Another 50 yards: a rusty pipe with a closed valve on top, surrounded several feet in all directions by the remnants of an oil spill that’s turned into an inches-thick scab of black-brown tar. There is no marker, and Austin says there are no records for a well in this spot — it’s a true orphan well.
“It’s not a big leak, but clearly it’s got issues,” Austin said. “And who knows what it’s doing in the water formations?”

Most of the wells in the Rattlesnake field were plugged at some point. Five-foot rust-brown poles pierce the surrounding landscape marking plugged wells below — those are known factors. But what of the old, unplugged wells: Who drilled them? What were they for? Are they leaking underground? What are they leaking?
It’s not known exactly how many wells were drilled over the years. It’s not known exactly how many were properly plugged when they finally played out. It’s not known how many of those plugs may have failed over the decades.
“It’s hard to know how bad the problem is,” Austin said. “Is it an emergency situation? No. Should someone deal with it? Yes.”
* * *
Loretta Johnson still thinks of her cattle. She and her husband had 16 when they had to sell them a few years ago. When he got sick, she couldn’t tend them alone. “It’s kind of sad when you drop them off” at the auction yard, she said. “Some of them had cute names like Looney Tunes.
“Good thing we didn’t eat any of those cows,” Johnson said, thinking of hidden dangers in their flesh. Contaminated water isn’t the first hidden health threat that colors how many of the Navajo Nation view the world.
“It’s just like the uranium,” Johnson said.
From the 1940s to the 1980s, working on federal contracts, companies dug up nearly 30 million tons of uranium ore from more than 500 mines on the reservation. Families often lived close to the mines where they worked and were generally poorly notified or uninformed of the danger. The health effects continue today.
Johnson’s life has spanned most of the Nation’s decades-long history with uranium mining and its aftermath — sick people and contaminated land. She says when she was a young girl, her father built the foundation of their rural house and an outbuilding with yellow rock — uranium ore from a nearby mine where he worked. She says that one day men wearing protective clothing came and tore the house down and buried the rock, and her family moved to Shiprock town.

(Records taken from a dataset)
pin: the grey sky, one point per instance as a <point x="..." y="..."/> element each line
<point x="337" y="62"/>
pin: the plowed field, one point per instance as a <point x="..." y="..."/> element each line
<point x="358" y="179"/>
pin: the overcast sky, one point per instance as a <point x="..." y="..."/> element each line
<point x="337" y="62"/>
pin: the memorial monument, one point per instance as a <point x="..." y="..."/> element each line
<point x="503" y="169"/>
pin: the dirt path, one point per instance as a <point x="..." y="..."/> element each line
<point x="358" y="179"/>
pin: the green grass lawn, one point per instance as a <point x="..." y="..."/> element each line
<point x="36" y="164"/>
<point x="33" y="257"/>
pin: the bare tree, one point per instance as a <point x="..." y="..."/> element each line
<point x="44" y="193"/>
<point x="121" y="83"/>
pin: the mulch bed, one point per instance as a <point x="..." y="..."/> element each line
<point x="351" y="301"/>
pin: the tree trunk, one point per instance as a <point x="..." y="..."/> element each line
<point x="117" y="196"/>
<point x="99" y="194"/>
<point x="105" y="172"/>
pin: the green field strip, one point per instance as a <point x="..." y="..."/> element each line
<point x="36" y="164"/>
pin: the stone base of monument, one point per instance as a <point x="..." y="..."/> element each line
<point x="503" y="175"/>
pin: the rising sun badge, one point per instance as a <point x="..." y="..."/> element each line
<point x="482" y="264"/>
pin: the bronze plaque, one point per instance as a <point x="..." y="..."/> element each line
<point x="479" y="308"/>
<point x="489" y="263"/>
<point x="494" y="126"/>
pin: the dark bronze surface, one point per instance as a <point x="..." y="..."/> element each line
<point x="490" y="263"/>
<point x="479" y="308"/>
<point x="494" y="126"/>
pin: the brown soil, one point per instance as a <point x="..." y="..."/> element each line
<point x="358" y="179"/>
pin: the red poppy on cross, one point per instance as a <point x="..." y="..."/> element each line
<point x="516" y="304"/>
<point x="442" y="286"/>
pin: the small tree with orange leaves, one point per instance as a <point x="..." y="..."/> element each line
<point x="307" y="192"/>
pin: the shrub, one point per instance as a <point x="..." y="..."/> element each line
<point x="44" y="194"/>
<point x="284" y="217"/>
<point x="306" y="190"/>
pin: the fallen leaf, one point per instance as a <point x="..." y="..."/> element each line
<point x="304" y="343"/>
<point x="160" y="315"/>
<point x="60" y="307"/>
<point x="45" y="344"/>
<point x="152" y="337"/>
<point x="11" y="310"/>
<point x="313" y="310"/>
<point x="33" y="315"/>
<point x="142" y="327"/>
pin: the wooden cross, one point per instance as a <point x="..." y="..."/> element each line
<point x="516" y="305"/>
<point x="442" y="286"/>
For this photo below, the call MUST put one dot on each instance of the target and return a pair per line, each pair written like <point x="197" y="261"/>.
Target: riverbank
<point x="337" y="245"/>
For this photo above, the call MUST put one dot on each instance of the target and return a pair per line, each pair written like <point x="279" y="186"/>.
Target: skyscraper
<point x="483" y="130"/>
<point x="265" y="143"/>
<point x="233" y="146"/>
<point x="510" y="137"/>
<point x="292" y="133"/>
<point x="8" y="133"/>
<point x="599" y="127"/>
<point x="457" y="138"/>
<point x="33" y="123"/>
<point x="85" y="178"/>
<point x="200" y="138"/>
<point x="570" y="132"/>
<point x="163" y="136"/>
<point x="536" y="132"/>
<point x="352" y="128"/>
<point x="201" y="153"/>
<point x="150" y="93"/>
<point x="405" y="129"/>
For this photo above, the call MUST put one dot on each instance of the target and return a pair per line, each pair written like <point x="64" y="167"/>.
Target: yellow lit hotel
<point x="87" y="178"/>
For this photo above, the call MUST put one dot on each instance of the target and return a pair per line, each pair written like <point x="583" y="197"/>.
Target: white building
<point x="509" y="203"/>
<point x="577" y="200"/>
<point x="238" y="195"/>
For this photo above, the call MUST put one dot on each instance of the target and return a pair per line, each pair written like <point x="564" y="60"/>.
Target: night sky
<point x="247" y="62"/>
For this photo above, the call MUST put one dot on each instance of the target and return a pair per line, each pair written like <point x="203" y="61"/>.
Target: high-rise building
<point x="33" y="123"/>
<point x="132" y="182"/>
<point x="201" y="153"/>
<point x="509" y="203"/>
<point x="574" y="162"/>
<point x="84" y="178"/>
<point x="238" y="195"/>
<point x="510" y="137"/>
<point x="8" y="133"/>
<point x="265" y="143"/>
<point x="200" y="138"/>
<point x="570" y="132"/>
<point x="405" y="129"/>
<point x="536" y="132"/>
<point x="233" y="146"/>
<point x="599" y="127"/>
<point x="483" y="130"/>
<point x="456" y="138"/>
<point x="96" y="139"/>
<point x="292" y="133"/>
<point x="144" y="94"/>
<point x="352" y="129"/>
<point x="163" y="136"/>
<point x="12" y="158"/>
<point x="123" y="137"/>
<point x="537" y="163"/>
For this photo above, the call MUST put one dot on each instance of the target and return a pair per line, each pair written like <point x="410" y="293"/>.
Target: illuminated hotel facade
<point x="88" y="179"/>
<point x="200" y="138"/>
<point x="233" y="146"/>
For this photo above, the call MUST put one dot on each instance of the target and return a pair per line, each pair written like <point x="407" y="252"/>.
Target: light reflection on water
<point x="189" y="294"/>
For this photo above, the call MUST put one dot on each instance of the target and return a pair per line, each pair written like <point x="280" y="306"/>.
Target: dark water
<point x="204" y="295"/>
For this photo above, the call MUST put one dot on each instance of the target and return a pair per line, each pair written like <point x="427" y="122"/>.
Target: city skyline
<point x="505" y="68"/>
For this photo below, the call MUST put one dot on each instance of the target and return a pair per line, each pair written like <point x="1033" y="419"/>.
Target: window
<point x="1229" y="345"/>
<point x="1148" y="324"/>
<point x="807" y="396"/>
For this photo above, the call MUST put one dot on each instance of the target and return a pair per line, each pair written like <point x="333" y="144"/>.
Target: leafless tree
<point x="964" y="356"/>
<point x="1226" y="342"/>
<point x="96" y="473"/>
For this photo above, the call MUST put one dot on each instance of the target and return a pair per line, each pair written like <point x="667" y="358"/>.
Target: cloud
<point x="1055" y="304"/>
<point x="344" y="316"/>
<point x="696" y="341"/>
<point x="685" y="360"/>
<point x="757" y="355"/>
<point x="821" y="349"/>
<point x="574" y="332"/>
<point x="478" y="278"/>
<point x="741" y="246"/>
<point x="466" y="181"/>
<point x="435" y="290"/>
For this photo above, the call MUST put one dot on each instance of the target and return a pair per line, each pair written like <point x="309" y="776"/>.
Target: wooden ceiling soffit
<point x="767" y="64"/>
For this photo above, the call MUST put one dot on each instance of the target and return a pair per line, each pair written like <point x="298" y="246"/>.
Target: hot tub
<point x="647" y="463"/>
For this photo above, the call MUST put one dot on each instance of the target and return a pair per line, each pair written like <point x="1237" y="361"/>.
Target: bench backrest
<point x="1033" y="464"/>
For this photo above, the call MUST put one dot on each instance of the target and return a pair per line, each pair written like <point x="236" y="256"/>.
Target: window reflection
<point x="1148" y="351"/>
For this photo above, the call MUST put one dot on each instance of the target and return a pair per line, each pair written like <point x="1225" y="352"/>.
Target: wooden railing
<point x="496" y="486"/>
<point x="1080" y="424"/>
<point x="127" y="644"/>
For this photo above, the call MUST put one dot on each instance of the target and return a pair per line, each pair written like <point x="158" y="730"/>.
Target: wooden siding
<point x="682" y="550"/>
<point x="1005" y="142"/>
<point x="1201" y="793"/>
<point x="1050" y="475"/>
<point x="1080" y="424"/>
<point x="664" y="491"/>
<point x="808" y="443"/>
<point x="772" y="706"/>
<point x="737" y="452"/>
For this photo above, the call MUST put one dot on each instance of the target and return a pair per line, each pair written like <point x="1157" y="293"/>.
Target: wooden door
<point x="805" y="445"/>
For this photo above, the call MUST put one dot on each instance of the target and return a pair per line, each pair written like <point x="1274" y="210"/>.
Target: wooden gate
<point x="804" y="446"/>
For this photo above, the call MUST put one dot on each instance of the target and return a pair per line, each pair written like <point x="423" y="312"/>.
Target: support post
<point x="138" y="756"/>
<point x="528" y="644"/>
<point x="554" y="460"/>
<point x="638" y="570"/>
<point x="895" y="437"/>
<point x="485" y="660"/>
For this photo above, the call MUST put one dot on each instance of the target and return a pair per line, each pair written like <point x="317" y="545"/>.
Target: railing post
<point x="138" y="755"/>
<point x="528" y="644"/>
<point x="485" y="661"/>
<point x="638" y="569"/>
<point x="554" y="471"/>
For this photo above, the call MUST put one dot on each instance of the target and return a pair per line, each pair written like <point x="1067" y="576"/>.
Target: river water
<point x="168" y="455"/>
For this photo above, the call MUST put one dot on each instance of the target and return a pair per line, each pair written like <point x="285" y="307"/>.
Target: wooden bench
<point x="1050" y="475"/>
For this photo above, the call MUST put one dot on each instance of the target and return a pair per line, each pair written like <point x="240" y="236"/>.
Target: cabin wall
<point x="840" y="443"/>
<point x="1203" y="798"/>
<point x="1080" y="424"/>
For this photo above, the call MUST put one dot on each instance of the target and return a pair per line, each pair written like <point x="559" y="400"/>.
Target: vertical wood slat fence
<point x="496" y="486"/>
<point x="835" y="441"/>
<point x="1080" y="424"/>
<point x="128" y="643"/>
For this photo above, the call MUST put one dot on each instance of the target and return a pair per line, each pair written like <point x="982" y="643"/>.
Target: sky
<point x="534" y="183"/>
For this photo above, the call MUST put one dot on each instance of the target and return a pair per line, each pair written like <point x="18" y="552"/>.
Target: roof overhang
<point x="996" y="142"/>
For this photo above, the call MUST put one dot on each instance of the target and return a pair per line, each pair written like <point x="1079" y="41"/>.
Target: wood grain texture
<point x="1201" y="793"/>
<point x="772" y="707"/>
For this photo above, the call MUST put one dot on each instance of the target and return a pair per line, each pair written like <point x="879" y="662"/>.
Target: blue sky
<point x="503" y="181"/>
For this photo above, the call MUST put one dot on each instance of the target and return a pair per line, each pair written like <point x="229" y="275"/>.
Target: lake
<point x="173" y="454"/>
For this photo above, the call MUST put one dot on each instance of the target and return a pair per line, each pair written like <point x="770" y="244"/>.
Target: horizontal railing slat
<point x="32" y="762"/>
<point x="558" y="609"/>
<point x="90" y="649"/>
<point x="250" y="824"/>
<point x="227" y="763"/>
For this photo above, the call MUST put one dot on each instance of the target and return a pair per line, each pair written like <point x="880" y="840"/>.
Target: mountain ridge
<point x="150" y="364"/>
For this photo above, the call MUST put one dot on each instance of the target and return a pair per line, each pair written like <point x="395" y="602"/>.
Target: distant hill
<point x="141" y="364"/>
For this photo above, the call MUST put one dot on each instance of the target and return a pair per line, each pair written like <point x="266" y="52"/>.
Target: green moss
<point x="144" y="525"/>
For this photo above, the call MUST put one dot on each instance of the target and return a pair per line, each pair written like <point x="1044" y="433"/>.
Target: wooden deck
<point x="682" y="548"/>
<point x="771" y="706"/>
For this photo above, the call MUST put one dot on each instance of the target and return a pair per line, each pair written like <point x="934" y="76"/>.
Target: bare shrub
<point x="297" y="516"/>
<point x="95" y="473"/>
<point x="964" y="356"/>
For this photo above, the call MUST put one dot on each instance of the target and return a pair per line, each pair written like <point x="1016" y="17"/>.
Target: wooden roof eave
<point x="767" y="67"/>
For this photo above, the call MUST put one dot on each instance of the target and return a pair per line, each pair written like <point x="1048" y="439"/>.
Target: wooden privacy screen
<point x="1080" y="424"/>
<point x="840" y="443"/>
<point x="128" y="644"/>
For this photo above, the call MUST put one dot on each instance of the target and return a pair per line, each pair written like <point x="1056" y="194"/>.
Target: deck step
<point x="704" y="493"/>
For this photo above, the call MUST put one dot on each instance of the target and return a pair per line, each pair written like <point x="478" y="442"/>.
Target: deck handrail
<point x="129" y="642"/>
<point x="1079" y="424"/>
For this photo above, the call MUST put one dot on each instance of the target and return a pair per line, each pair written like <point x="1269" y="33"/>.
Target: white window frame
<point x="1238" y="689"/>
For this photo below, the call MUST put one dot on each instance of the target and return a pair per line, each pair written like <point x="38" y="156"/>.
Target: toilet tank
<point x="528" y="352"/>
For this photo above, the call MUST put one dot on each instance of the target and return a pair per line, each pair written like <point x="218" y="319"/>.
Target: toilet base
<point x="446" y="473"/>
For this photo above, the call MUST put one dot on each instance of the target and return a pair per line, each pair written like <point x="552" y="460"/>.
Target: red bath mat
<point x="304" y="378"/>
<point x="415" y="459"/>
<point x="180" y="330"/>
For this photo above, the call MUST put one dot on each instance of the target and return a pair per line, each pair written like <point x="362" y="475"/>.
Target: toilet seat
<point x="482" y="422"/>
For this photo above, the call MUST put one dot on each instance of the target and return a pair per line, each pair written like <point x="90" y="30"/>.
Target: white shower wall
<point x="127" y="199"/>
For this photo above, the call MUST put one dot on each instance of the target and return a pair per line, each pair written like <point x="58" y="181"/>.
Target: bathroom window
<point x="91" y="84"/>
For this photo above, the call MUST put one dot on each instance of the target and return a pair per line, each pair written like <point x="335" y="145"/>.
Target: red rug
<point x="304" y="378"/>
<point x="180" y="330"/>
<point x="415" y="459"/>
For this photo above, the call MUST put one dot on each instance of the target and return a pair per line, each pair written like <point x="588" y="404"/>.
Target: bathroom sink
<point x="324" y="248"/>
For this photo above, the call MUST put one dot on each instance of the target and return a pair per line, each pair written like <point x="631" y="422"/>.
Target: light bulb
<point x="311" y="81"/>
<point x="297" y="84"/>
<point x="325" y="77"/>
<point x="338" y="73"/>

* **Activity list**:
• 1. In the text on oil wells and uranium, how many cattle did Loretta Johnson and her husband have when they had to sell them?
• 2. Write the next part of the text on oil wells and uranium, picking up after its last sentence.
These lines have nothing to do with what you're asked to do.

* **Numbered responses**:
• 1. They had 16.

• 2.
“That was not good for our health and our people didn’t know,” she said. She knows a couple of women her age who lived near the mines and died of cancer — a common local story, and one that gets her thinking about what she recently learned.
She said, “They say [the water’s] not safe, it’s contaminated,” but people watered their animals at the wells and “you don’t know which persons butchered their cows or sheep or goats to eat.” She remembers a family that owned a trading post and traded for sheep and goats; they all got stomach cancer in their 30s, she says.
“That was weird,” Johnson added.
Meanwhile, the nature of traditional ranching combined with the ongoing drought puts more pressure on the remaining wells — including polluted wells. “If they’re contaminated, they really should be shut down,” Smith, with Tó Nizhóní Ání, said. “But I know a lot of times, even in uranium areas, people are so desperate for water that they’ll even drink the contaminated uranium water. So it’s not a good situation.”
“One of the big problems with the Navajo Nation is that they do not understand that no one is looking out for them,” said Horseherder of Tó Nizhóní Ání. “Not the government, not the Department of Interior, not the State of Arizona [where the majority of the Navajo Nation sits] and not the company” that drilled the well.
Over the years, her group has fought to protect tribal water rights while fighting against coal mining and other fossil fuel developments on the nation.
“If we don’t get a handle on this, we’re going to be living in a toxic dump site,” Horseherder said. “I truly think that it’s intentional. It’s intentional towards Indigenous people.”